■ **Supplied records**
————
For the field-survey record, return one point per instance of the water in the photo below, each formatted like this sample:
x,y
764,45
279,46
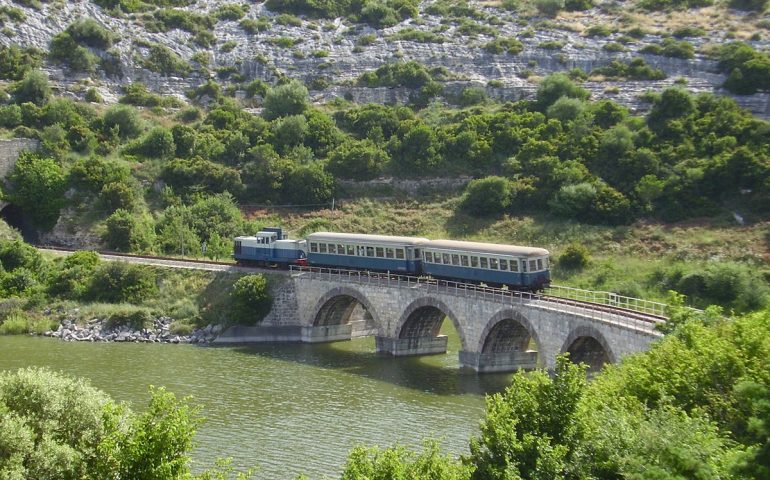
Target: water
x,y
286,409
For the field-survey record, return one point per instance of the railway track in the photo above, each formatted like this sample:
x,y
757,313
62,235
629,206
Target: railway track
x,y
211,265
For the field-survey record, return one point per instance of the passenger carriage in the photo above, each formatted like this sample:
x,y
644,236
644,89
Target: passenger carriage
x,y
368,252
518,267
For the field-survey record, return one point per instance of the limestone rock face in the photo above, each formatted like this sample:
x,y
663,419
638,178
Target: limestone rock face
x,y
329,56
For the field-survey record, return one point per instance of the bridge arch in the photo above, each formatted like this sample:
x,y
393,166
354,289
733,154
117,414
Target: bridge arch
x,y
508,331
336,306
423,318
586,344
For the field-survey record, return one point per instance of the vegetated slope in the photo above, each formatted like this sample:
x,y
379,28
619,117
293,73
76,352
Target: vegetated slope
x,y
175,46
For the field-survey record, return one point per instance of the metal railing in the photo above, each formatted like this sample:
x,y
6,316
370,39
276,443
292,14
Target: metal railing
x,y
608,298
622,313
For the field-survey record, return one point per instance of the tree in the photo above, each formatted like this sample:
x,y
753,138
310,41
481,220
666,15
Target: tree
x,y
251,300
125,118
53,427
117,282
357,160
398,463
555,86
283,100
487,196
37,186
128,233
307,185
33,88
532,430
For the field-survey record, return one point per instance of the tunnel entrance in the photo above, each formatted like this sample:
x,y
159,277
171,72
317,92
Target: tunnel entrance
x,y
588,350
14,216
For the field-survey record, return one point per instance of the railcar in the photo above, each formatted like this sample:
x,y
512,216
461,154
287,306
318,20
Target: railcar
x,y
521,268
368,252
269,247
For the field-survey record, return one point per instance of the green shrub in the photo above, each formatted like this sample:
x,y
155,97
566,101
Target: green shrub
x,y
490,196
14,324
65,50
124,119
574,257
118,282
37,186
162,59
284,100
549,8
251,300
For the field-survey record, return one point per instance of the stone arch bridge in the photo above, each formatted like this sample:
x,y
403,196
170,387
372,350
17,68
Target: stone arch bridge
x,y
498,330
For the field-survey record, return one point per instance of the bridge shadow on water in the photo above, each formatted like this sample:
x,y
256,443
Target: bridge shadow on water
x,y
435,374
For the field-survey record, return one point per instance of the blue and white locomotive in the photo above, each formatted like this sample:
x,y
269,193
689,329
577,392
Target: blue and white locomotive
x,y
521,268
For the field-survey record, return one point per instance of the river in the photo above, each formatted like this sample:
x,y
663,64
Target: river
x,y
285,409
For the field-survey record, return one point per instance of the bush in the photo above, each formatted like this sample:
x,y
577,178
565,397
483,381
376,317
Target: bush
x,y
118,282
549,8
128,233
37,186
357,160
283,100
124,119
574,257
487,196
17,254
54,426
251,300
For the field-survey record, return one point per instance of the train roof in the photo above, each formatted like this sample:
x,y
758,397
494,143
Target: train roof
x,y
365,238
479,247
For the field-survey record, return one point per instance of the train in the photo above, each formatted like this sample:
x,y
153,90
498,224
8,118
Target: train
x,y
516,267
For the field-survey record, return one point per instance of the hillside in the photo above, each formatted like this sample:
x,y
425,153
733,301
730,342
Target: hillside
x,y
504,48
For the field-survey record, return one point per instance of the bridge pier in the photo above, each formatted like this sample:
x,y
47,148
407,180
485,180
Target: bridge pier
x,y
327,333
499,362
409,346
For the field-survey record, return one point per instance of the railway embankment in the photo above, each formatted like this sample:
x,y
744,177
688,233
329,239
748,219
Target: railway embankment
x,y
154,330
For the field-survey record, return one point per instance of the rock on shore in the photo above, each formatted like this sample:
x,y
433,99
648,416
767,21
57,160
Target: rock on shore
x,y
99,330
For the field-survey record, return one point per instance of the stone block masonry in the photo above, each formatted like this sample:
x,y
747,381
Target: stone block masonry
x,y
498,331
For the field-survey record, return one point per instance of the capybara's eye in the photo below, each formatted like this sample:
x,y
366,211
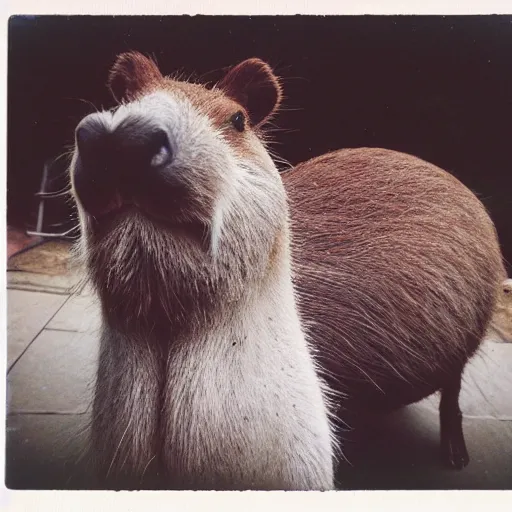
————
■ **Instructions for the task**
Pick out each line in the entries above that contains the word "passenger" and copy it. Case matters.

■ **Solution below**
For the field-survey record, return one point per instance of the passenger carriage in the photo above, each formatted like this sample:
Target: passenger carriage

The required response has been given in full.